> **DATA LISTING**

Start of Block

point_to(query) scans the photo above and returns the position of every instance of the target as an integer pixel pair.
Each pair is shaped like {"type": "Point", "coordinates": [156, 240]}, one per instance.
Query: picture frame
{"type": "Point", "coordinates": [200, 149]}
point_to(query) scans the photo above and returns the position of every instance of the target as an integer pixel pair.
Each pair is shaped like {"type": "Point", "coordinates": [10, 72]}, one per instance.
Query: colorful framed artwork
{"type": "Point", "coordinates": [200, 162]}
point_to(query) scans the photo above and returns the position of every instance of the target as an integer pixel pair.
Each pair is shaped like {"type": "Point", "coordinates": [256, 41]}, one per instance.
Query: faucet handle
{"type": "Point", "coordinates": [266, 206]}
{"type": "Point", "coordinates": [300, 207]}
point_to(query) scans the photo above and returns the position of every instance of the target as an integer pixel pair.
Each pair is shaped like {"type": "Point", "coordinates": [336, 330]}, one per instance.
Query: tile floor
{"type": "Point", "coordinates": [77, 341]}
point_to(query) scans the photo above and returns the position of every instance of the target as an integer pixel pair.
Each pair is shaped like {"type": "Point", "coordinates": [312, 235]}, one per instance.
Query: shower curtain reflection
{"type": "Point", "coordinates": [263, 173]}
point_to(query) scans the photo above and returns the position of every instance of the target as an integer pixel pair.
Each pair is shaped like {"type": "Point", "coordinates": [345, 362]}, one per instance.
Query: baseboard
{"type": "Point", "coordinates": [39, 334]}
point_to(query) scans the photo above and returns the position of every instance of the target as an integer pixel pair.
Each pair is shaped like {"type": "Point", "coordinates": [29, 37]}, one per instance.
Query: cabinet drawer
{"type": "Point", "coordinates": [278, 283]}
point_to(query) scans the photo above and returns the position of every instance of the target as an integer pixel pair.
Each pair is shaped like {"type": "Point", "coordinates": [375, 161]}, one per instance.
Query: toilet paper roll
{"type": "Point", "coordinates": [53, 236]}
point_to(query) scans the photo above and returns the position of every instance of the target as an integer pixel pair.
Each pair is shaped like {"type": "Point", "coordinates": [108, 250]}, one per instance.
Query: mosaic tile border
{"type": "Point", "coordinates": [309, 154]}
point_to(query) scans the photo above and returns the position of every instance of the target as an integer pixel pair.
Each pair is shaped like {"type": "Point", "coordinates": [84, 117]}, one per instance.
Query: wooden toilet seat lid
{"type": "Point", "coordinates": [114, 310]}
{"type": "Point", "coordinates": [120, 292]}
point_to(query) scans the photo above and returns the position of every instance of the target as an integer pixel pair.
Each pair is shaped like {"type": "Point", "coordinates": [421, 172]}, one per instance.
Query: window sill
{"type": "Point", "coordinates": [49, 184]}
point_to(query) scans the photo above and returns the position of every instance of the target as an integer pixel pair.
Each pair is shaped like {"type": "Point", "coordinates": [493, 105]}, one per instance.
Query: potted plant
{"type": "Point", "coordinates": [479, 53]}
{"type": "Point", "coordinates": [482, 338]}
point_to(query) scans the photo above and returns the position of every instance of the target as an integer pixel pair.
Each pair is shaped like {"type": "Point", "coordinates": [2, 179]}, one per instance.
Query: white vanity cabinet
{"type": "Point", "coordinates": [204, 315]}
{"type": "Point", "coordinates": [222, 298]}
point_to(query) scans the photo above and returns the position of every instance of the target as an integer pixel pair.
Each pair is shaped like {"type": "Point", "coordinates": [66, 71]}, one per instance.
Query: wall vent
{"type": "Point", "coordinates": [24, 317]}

End of Block

> **ACTION ITEM**
Output every record without changing any wording.

> **RESULT**
point_to(query) scans the photo above and returns the position of every instance of the target as an integer pixel pair.
Each pair is shaped like {"type": "Point", "coordinates": [156, 240]}, one per instance.
Query: picture frame
{"type": "Point", "coordinates": [200, 149]}
point_to(query) scans the photo above and returns the position of every instance of the target as an integer pixel pair.
Each pair is shaped like {"type": "Point", "coordinates": [10, 72]}, one per instance.
Query: colorful framed artwork
{"type": "Point", "coordinates": [200, 162]}
point_to(query) scans the photo above and returns the position of every instance of the target as an integer pixel pair.
Each pair is shaped like {"type": "Point", "coordinates": [256, 41]}, one per instance.
Query: faucet handle
{"type": "Point", "coordinates": [266, 206]}
{"type": "Point", "coordinates": [300, 207]}
point_to(query) scans the photo above and returns the position of every instance of the target as an integer pixel pair.
Each pair is shaped like {"type": "Point", "coordinates": [336, 330]}, one per instance.
Query: tile floor
{"type": "Point", "coordinates": [77, 341]}
point_to(query) scans the photo above and returns the position of every instance of the target as an integer pixel pair.
Each pair is shaped like {"type": "Point", "coordinates": [312, 235]}, one per instance.
Query: shower curtain reflection
{"type": "Point", "coordinates": [263, 173]}
point_to(query) scans the photo above and returns the position of every instance of the target as an integer pixel pair.
Each pair is shaped like {"type": "Point", "coordinates": [345, 362]}, one per instance.
Query: baseboard
{"type": "Point", "coordinates": [39, 334]}
point_to(query) scans the photo above and returns the position of every instance of the target as an integer pixel pair.
Each pair is shaped like {"type": "Point", "coordinates": [29, 37]}, one per instance.
Query: cabinet drawer
{"type": "Point", "coordinates": [278, 283]}
point_to(query) scans the photo above and returns the position of every instance of the target as an integer pixel pair.
Each pair is shaped like {"type": "Point", "coordinates": [375, 161]}, one per instance.
Query: toilet paper roll
{"type": "Point", "coordinates": [53, 236]}
point_to(query) scans the photo above and returns the position of every instance of the target as an integer pixel pair.
Each pair is shaped like {"type": "Point", "coordinates": [108, 250]}, one per instance.
Query: mosaic tile border
{"type": "Point", "coordinates": [309, 154]}
point_to(query) scans the photo above and returns the position of every instance of the target as an integer pixel pair.
Each pair is shaped like {"type": "Point", "coordinates": [84, 117]}, one per instance.
Query: wooden toilet seat lid
{"type": "Point", "coordinates": [114, 310]}
{"type": "Point", "coordinates": [120, 292]}
point_to(query) scans the photo above and returns the position of every instance of the target as an integer pixel pair.
Each pair is shaped like {"type": "Point", "coordinates": [421, 172]}, one per instance.
Query: window sill
{"type": "Point", "coordinates": [49, 184]}
point_to(query) scans the photo above and returns the position of every instance of the target as an integer pixel pair.
Each pair is shaped like {"type": "Point", "coordinates": [493, 105]}, one per instance.
Query: potted plant
{"type": "Point", "coordinates": [479, 53]}
{"type": "Point", "coordinates": [482, 338]}
point_to(query) scans the photo above and returns the position of every instance of the target as an integer pixel pair.
Each pair is shaped like {"type": "Point", "coordinates": [2, 179]}, one per instance.
Query: white vanity cabinet
{"type": "Point", "coordinates": [204, 315]}
{"type": "Point", "coordinates": [222, 298]}
point_to(query) scans the photo above and returns the position of every instance of the target as an integer pixel pair.
Each pair is shaped like {"type": "Point", "coordinates": [66, 71]}, one per instance.
Query: wall vent
{"type": "Point", "coordinates": [24, 317]}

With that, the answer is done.